** Data records follows **

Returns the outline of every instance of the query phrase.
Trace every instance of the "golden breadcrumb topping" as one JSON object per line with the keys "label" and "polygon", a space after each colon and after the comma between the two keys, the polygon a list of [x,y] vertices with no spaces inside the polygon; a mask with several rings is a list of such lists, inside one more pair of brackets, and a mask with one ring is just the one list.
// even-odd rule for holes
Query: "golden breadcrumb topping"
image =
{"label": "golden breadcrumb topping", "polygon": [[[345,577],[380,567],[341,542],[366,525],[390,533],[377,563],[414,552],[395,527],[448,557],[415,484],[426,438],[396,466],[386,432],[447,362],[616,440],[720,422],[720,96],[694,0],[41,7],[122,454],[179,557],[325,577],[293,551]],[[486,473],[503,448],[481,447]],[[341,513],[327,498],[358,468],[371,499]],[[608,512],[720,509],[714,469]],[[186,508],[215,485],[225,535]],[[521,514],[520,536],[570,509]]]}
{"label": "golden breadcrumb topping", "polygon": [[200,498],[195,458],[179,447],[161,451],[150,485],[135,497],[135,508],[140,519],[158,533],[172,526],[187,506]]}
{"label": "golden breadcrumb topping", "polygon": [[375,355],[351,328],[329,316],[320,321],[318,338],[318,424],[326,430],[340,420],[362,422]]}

** End of Data records **

All of the material above needs repeating. Keep it exact.

> _Response_
Returns the outline of every instance of the query phrase.
Trace every instance of the "golden breadcrumb topping" as one JSON object per line with the keys "label" and "polygon", a space after each colon and after the comma between the two keys, the polygon a list of [x,y] vertices with no spaces inside the polygon; a mask with several rings is a list of such lists, inside one more pair of brackets, and a mask with one ring is just the one list.
// even-odd rule for holes
Query: "golden breadcrumb topping"
image =
{"label": "golden breadcrumb topping", "polygon": [[[345,577],[380,567],[341,542],[366,525],[390,533],[377,563],[414,552],[395,527],[448,557],[415,484],[426,438],[396,466],[386,432],[447,362],[616,440],[720,422],[720,96],[694,0],[41,7],[122,454],[179,557],[325,577],[293,551]],[[486,473],[503,448],[481,447]],[[341,513],[327,498],[358,468],[371,499]],[[608,512],[720,509],[714,469]],[[186,508],[215,485],[225,535]],[[521,514],[520,536],[570,509]]]}
{"label": "golden breadcrumb topping", "polygon": [[200,498],[195,458],[179,447],[161,451],[150,485],[135,497],[135,508],[140,519],[158,533],[172,526],[187,506]]}
{"label": "golden breadcrumb topping", "polygon": [[375,355],[351,328],[329,316],[320,321],[318,338],[318,424],[326,430],[340,420],[362,422]]}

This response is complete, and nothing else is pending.